[Entries from a point annotation data set]
---------------

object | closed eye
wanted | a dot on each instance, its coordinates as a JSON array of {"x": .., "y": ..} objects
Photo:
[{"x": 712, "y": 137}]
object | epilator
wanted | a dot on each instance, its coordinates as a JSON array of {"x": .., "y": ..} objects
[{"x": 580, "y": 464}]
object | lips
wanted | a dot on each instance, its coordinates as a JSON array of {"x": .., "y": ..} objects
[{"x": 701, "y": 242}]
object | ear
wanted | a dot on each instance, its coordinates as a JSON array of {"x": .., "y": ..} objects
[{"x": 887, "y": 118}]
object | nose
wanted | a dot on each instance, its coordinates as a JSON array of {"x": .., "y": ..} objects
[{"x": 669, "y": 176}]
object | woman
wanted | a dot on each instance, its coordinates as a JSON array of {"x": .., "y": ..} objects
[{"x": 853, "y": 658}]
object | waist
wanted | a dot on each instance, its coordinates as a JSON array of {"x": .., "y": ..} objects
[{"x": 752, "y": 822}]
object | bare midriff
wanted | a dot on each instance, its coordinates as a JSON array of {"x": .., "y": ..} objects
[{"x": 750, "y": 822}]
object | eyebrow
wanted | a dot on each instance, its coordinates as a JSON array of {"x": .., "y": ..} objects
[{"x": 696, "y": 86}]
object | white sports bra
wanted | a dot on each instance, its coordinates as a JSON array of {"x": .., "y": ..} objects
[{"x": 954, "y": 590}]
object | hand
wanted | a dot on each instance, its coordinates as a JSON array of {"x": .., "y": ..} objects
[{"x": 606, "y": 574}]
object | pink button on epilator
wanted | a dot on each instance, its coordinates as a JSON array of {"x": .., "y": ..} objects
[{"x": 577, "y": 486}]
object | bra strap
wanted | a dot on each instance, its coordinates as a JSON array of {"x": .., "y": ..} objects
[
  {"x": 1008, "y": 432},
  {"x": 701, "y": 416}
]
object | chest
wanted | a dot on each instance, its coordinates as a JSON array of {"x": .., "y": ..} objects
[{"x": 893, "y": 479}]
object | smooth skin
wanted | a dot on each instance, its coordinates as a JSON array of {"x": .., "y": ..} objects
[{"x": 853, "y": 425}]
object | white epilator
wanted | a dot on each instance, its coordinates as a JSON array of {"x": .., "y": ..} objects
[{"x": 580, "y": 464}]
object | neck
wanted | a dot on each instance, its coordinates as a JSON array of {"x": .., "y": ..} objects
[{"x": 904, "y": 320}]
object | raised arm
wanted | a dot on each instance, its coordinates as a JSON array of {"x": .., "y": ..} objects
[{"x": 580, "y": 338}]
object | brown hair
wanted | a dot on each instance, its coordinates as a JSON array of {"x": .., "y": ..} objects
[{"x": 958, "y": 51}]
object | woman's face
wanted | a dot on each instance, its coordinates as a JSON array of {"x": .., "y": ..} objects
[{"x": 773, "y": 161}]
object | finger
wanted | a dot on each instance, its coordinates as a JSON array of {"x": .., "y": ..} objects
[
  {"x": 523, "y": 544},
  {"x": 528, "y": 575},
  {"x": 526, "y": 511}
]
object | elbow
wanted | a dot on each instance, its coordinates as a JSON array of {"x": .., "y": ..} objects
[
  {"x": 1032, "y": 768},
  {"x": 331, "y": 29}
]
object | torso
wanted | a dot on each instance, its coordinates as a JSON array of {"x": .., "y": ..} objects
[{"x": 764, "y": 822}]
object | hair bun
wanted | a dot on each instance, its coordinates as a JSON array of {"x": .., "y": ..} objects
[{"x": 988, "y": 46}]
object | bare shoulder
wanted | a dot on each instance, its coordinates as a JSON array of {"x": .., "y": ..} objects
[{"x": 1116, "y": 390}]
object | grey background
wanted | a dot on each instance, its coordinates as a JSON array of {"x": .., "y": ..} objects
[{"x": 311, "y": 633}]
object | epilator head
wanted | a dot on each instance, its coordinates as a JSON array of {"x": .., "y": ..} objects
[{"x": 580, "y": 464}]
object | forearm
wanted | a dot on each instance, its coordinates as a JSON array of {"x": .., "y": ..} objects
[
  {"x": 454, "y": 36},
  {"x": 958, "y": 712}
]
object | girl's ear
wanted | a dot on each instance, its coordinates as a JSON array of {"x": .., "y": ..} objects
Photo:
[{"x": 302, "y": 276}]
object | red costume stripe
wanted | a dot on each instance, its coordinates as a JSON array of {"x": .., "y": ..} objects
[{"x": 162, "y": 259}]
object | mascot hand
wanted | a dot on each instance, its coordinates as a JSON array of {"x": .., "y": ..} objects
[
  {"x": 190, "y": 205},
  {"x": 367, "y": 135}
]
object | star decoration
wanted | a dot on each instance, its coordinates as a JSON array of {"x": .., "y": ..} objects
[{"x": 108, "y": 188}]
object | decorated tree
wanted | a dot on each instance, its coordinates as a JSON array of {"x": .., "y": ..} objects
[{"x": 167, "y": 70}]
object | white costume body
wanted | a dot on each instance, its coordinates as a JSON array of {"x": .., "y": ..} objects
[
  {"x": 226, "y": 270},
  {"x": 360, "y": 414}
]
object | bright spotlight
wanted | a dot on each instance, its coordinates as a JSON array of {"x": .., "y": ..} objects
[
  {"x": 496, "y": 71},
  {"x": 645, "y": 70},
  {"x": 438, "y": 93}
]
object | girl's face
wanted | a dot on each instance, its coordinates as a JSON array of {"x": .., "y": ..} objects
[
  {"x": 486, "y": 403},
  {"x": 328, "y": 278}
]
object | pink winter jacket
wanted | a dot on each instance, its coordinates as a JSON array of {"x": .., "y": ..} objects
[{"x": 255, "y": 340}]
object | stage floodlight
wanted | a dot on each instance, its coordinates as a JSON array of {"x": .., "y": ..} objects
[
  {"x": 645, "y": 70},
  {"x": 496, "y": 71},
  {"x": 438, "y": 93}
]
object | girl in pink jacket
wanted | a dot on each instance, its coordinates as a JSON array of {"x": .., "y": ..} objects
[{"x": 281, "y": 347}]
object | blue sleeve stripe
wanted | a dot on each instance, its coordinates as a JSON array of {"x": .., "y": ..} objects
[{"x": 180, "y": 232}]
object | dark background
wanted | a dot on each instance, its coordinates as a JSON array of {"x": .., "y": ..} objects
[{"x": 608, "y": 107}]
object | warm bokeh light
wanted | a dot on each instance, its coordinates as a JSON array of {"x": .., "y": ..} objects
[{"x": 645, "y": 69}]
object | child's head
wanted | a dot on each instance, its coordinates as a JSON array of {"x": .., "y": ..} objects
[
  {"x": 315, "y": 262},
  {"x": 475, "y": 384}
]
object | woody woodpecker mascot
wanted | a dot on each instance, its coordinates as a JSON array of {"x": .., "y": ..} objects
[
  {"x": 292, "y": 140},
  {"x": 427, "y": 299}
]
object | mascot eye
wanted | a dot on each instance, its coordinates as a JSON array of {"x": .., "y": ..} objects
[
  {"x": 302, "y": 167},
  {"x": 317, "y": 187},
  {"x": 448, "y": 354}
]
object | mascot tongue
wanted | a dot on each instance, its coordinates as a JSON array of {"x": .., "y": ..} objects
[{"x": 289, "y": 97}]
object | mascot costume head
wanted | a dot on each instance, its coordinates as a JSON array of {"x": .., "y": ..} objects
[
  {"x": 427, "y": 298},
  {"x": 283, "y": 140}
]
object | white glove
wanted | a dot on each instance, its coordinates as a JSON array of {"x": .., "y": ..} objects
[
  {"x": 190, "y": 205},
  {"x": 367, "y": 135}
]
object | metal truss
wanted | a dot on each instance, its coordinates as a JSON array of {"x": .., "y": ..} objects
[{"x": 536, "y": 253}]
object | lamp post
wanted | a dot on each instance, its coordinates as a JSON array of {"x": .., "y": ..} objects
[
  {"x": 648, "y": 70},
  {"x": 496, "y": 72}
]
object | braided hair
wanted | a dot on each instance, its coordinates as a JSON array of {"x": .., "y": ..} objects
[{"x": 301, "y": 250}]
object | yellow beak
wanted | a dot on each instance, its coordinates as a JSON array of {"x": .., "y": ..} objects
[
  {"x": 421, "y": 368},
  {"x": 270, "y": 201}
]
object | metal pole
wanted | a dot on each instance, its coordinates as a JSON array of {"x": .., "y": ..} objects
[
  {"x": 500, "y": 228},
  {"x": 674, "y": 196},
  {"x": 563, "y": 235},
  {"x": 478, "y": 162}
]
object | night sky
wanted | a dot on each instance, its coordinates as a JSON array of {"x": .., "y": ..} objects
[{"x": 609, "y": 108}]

---------------

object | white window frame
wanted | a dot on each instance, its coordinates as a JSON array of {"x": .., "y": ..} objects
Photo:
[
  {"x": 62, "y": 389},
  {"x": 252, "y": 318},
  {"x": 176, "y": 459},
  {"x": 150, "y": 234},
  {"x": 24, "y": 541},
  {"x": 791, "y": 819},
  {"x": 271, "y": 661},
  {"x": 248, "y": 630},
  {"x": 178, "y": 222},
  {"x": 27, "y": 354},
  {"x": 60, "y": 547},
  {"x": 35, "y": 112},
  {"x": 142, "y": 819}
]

---------------

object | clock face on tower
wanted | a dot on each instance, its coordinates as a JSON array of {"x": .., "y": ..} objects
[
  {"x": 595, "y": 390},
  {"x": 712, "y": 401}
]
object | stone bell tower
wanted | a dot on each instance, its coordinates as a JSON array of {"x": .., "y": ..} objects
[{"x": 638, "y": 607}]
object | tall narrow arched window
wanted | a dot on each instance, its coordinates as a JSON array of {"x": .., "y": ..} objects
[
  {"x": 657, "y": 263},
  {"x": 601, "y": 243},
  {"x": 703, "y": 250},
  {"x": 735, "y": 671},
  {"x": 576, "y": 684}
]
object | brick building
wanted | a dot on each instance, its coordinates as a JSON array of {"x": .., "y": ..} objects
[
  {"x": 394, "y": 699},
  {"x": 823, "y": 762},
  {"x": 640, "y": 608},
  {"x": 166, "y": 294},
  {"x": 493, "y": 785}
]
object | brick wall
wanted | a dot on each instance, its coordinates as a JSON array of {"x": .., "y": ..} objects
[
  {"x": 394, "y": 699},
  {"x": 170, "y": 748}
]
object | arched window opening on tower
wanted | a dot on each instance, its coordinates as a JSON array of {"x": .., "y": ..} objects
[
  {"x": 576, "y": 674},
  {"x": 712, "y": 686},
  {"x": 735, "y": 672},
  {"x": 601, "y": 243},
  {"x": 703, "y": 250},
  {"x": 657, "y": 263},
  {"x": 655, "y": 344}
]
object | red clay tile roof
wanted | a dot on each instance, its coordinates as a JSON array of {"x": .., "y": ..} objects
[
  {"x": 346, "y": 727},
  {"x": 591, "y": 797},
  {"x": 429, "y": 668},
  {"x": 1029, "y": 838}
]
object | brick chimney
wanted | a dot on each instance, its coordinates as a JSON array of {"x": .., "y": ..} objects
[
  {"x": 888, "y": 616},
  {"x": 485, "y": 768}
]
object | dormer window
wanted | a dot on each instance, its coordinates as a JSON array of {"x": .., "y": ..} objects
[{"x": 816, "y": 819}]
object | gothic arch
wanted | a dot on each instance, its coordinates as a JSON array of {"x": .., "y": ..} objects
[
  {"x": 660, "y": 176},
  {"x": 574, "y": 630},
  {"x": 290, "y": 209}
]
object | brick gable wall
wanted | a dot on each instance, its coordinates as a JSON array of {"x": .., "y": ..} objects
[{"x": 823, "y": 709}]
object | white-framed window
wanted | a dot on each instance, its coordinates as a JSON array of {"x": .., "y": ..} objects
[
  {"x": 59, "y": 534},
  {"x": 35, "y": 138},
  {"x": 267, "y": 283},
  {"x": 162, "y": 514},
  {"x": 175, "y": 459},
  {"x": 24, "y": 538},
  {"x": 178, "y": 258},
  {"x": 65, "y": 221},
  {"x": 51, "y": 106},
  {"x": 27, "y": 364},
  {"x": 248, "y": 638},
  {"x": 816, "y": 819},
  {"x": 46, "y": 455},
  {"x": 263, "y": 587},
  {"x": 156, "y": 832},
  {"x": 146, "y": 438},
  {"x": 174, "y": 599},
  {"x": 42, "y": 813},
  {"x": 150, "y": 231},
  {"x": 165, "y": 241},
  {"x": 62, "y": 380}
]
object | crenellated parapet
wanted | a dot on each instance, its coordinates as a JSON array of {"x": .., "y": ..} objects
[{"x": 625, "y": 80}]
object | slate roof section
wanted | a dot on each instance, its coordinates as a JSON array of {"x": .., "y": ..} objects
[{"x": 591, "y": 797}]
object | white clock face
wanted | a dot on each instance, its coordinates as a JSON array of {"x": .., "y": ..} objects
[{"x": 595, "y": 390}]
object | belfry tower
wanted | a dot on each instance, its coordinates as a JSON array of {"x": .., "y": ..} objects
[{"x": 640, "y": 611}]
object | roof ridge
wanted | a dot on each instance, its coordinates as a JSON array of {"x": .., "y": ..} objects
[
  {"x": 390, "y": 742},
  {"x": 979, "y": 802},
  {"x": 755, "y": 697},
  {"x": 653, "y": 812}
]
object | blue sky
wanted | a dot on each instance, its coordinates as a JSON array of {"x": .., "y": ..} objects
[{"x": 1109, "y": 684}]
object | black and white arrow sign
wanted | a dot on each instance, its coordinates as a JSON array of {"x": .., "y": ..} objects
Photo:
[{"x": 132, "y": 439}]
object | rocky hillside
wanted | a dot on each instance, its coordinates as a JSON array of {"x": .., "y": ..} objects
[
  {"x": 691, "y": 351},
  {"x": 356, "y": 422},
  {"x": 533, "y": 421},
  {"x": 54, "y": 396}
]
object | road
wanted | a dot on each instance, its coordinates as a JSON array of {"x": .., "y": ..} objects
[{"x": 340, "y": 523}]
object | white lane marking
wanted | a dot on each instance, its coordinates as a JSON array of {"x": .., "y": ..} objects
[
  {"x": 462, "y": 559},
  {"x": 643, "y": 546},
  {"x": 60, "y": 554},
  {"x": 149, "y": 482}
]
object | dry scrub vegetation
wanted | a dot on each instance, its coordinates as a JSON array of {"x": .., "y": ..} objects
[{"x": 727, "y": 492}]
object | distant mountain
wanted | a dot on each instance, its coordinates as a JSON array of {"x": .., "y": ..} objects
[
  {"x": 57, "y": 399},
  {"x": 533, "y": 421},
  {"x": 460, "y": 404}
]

---------------

Problem to work on – Count the lines in the data above that contain the string "tower", treating uppercase and lowercase as different. Reply with the number only.

Expected answer – 4